— Begin Source text —
The inspectors also reviewed the licensees effective degradation years calculation, which was performed to determine the RPVHs susceptibility category and its examination requirements.

b. Observations and Findings

1) Verification that the examinations were performed by qualified and knowledgeable personnel.

The inspectors reviewed personnel training and qualifications to verify that volumetric and surface NDEs were performed by trained and qualified personnel.

All examiners were qualified in accordance with the ASME Code and had additional training on RPVH examination, as required in Arevas Written Practice for the Qualification and Certification of NDE Personnel document.

2) Verification that the examinations were performed in accordance with approved and demonstrated procedures.

Catawbas RPVH (Unit 1) has 78 control rod drive mechanism (CRDM) penetrations and 1 vent line penetration. Fifty three

(53) of the 78 penetrations contain thermal sleeves and the remaining 25 penetrations have open bores. All penetration nozzles, including the vent line, were examined by remote automated UT from the inside diameter surface in accordance with Areva approved procedures 54-ISI-604-001 for open bore penetrations, 54-ISI-603-002 for sleeved penetrations, and 54-ISI-605-01 for small bore penetrations.

In addition to the CRDM and vent line penetrations, Catawbas RPVH has 4 auxiliary head adapter penetrations. These penetrations consist of an Alloy 600 nozzle welded to the top of the RPVH with a dissimilar metal full penetration weld.

These welds were not examined as part of the NDEs required to meet the NRC Order. However, these welds were included within the scope of the Inservice Inspection Program as required by Section XI of the ASME Code.

RPVH penetrations with thermal sleeves and some open bore penetrations were examined with the Time of Flight Diffraction (TOFD) technique using a blade probe containing one set of 50 degree/5 MHz/L-Wave transducers circumferentially oriented for axial flaws (COAF). The transducer set was contained in a single inspection housing. Assessment of leakage into the interference fit zone was employed by analyzing the pattern and amplitude of the backwall reflection from the TOFD transducers set up.
— End Source text —
— Begin Information provided —
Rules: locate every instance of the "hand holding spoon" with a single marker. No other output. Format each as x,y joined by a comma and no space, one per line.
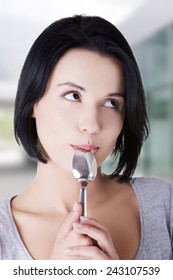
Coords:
84,168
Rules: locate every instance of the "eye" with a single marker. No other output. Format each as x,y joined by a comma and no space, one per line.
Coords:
112,104
73,96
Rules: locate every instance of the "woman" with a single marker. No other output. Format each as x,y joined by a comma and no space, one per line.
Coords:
80,88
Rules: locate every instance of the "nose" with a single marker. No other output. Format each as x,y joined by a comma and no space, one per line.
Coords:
89,122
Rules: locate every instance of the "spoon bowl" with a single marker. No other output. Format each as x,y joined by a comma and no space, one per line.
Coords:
84,167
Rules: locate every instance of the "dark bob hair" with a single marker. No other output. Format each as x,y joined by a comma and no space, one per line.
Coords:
99,35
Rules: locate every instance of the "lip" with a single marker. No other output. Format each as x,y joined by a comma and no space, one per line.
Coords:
86,148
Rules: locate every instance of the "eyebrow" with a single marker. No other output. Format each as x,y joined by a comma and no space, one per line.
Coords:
72,85
83,89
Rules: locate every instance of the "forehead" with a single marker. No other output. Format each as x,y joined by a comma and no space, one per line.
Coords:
86,66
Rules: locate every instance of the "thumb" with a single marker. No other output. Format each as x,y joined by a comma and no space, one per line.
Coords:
71,218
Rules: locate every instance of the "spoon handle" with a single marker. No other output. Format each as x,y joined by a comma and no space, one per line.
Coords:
83,200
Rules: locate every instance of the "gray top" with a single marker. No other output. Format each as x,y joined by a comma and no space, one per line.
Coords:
155,198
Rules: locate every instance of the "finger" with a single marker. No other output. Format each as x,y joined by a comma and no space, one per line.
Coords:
103,238
85,252
71,218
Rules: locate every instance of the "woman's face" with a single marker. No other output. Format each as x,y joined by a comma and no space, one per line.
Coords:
82,108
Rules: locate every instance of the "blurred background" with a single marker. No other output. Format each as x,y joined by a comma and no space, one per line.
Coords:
148,27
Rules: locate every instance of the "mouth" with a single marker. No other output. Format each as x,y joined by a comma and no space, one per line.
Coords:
85,148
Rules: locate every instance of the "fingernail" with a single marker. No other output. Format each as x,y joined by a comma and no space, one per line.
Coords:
67,251
77,225
75,206
82,218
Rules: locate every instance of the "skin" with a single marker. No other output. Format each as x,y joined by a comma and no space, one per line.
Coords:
83,104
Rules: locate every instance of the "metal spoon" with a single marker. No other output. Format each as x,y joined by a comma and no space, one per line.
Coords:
84,168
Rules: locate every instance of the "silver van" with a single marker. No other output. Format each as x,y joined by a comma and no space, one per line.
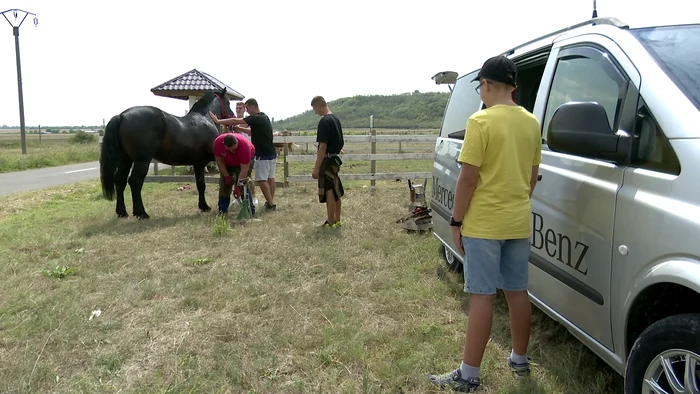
— End Information provided —
◆ Aim 1: Write out the reactor head inspection report between "(53) of the" and "full penetration weld.", inclusive.
◆ Aim 2: Write what comes next in the reactor head inspection report, picking up after its final sentence.

◆ Written reply 1:
(53) of the 78 penetrations contain thermal sleeves and the remaining 25 penetrations have open bores. All penetration nozzles, including the vent line, were examined by remote automated UT from the inside diameter surface in accordance with Areva approved procedures 54-ISI-604-001 for open bore penetrations, 54-ISI-603-002 for sleeved penetrations, and 54-ISI-605-01 for small bore penetrations.

In addition to the CRDM and vent line penetrations, Catawbas RPVH has 4 auxiliary head adapter penetrations. These penetrations consist of an Alloy 600 nozzle welded to the top of the RPVH with a dissimilar metal full penetration weld.

◆ Written reply 2:
RPVH thermocouple penetrations (open bore) were examined with a 0 degree/5 MHz/L-Wave transducer, one TOFD set of 30 degree/5 MHz/L-Wave transducers axially oriented for circumferential flaws, one set of 60 degree/2.25 MHz/S-Wave transducers axially oriented for circumferential flaws, one TOFD set of 45 degree/5 MHz/L-Wave transducers COAF, and one set of 60 degree/2.25 MHz/S-Wave transducers COAF. All transducer sets were contained in a single rotating inspection housing. Assessment of leakage into the interference fit zone was employed by analyzing the pattern and amplitude of the backwall reflection from the TOFD and 0 degree transducers set up.

The vent line penetration nozzle was examined with a set of 0 degree/5 MHz/L-Wave transducers, one set of 45 degree/5 MHz/S-Wave transducers (CW and CCW beam direction), and one set of 70 degree/5 MHz/S-Wave transducers (up and down beam direction). All transducer sets were contained in a single rotating inspection housing. Assessment of leakage through the J-groove weld was employed by performing a PT examination on the surface of the J-groove weld in accordance with Areva procedure 54-PT-200-06.

The inspectors found that Areva examination procedures for CRDM nozzles were demonstrated to be able to detect and size flaws in the RPVH nozzles in accordance with Electric Power Research Institute (EPRI) NDE Centers protocol contained in Materials Reliability Program: Demonstration of Vendor Procedures for the Inspection of Control Drive Mechanism Head Penetrations (MRP-89).

Arevas equipment demonstration took place from August 14 to August 24, 2006.

Areva had performed a similar demonstration in 2002, as documented in MRP-89.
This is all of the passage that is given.